* [TASK DESCRIPTION]
Report each line from the entries in which "canopy" can be found.

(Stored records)
'''
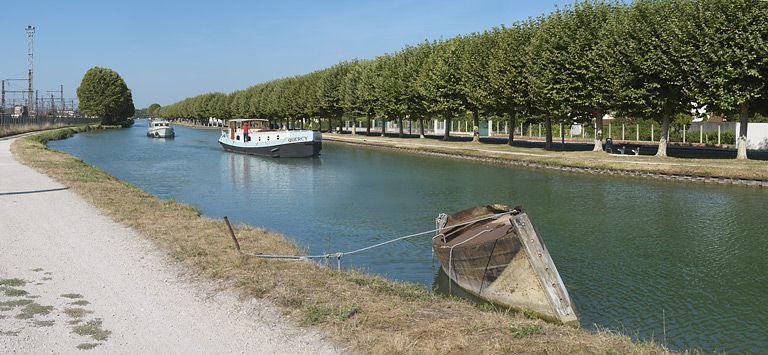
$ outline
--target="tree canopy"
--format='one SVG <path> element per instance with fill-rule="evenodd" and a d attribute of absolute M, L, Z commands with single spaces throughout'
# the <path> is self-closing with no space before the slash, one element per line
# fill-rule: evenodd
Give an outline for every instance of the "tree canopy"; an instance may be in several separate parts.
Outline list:
<path fill-rule="evenodd" d="M 132 123 L 135 108 L 131 90 L 115 71 L 93 67 L 83 76 L 77 88 L 80 111 L 99 117 L 103 124 L 127 126 Z"/>
<path fill-rule="evenodd" d="M 342 119 L 370 125 L 429 117 L 448 121 L 446 139 L 451 120 L 472 117 L 477 127 L 481 115 L 506 116 L 511 127 L 515 120 L 547 123 L 548 142 L 552 122 L 594 122 L 600 132 L 609 113 L 662 123 L 664 155 L 670 120 L 689 114 L 692 104 L 743 122 L 768 111 L 767 78 L 768 1 L 588 0 L 509 27 L 203 94 L 157 112 L 283 124 L 325 119 L 328 129 Z M 601 147 L 598 135 L 595 149 Z"/>

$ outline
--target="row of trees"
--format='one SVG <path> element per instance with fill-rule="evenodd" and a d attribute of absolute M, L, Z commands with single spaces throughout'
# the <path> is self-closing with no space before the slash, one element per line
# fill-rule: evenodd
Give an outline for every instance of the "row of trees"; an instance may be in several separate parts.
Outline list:
<path fill-rule="evenodd" d="M 258 117 L 295 122 L 343 117 L 449 121 L 481 115 L 516 127 L 595 122 L 606 113 L 661 123 L 695 107 L 746 122 L 768 105 L 768 2 L 760 0 L 583 1 L 484 33 L 409 46 L 373 60 L 191 97 L 154 112 L 192 119 Z M 400 127 L 403 125 L 400 124 Z M 423 128 L 422 128 L 423 130 Z M 402 128 L 401 132 L 402 134 Z M 423 134 L 423 131 L 422 131 Z M 602 150 L 602 137 L 595 137 Z M 510 143 L 514 139 L 510 130 Z"/>

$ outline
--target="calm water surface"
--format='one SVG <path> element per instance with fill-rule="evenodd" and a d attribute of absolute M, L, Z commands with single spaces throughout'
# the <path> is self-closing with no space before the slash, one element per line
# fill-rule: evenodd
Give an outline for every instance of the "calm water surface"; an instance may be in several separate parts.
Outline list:
<path fill-rule="evenodd" d="M 768 351 L 768 191 L 653 182 L 326 144 L 314 159 L 226 153 L 218 131 L 146 123 L 52 142 L 213 218 L 284 233 L 313 253 L 431 229 L 440 212 L 524 205 L 584 327 L 672 349 Z M 432 287 L 430 238 L 343 260 Z M 664 329 L 666 328 L 666 334 Z"/>

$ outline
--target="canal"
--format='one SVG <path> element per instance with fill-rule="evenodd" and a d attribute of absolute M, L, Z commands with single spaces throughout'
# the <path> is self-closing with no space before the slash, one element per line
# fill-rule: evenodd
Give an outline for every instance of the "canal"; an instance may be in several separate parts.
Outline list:
<path fill-rule="evenodd" d="M 207 216 L 283 233 L 312 253 L 431 229 L 440 212 L 523 205 L 568 286 L 582 327 L 671 349 L 768 350 L 768 191 L 600 177 L 325 144 L 314 159 L 226 153 L 216 130 L 146 123 L 49 145 Z M 151 215 L 148 212 L 148 215 Z M 438 283 L 430 237 L 343 260 Z"/>

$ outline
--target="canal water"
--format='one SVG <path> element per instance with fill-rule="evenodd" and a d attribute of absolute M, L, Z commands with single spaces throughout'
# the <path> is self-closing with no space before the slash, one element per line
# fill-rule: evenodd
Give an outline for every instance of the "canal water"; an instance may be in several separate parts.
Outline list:
<path fill-rule="evenodd" d="M 146 123 L 50 146 L 207 216 L 281 232 L 312 253 L 428 230 L 440 212 L 488 203 L 530 213 L 582 327 L 672 349 L 768 351 L 768 191 L 600 177 L 326 143 L 309 159 L 222 151 L 216 130 Z M 432 288 L 430 236 L 346 257 Z"/>

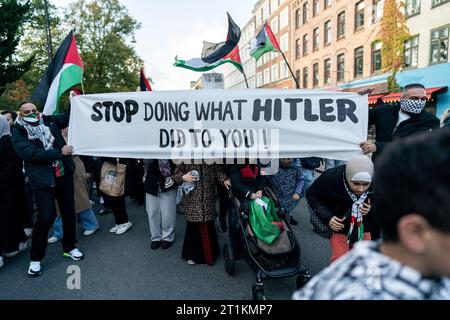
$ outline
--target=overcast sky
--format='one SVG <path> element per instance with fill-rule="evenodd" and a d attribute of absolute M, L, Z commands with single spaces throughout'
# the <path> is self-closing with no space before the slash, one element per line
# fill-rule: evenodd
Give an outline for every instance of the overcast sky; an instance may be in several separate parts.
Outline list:
<path fill-rule="evenodd" d="M 49 0 L 66 7 L 73 0 Z M 173 67 L 179 59 L 198 58 L 203 40 L 224 41 L 228 11 L 243 28 L 256 0 L 120 0 L 131 16 L 141 22 L 136 33 L 136 51 L 144 60 L 147 77 L 155 90 L 186 90 L 201 73 Z M 223 67 L 222 67 L 223 68 Z M 223 69 L 217 68 L 219 72 Z"/>

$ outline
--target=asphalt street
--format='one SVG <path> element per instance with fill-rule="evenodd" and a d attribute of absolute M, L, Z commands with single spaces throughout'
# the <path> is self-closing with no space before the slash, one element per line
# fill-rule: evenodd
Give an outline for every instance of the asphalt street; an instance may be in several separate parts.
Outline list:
'''
* [FINISHED TASK]
--target="tree canopy"
Give an outline for every instance of the "tree canopy"; an instance may be in several separate parts.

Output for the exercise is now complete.